*The task:*
Count how many lines in the records below contain the word "image". The match is case-sensitive. Reply with only the number.

*Material for this task:*
=-=-=-=-=

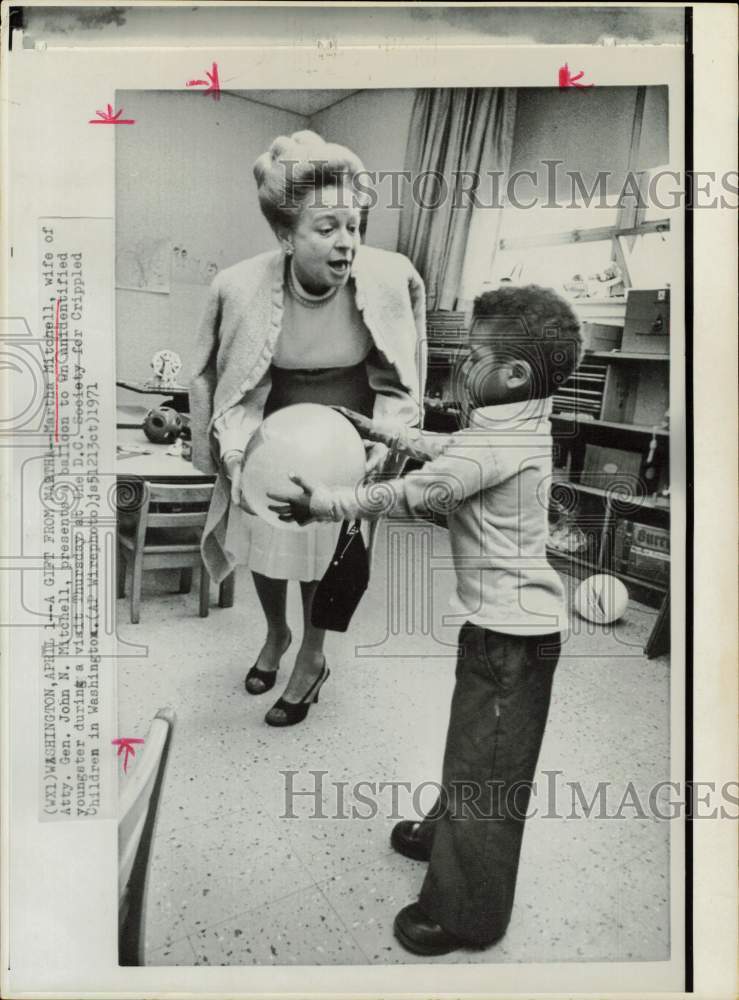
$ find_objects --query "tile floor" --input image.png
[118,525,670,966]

=-=-=-=-=

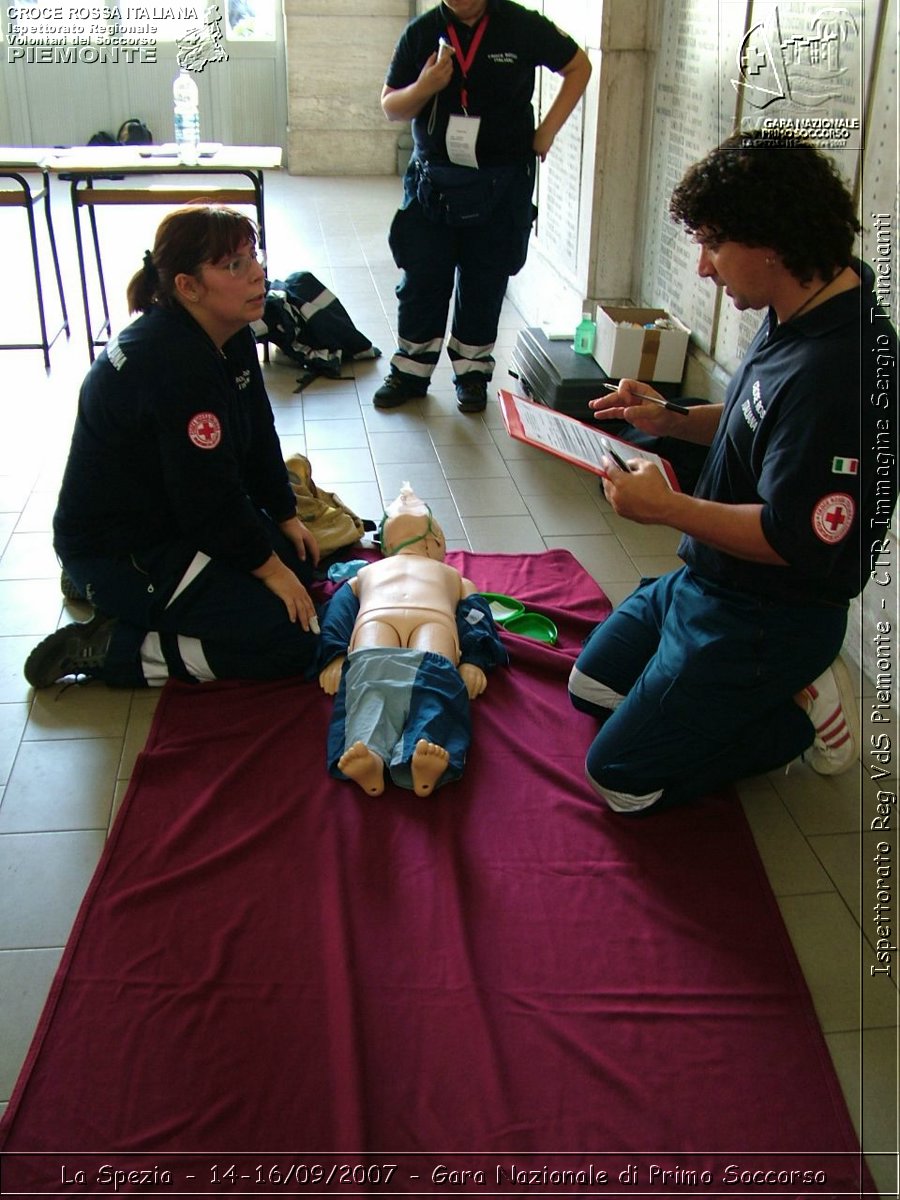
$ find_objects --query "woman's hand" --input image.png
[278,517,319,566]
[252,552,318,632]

=-=-=-=-=

*Expected answer:*
2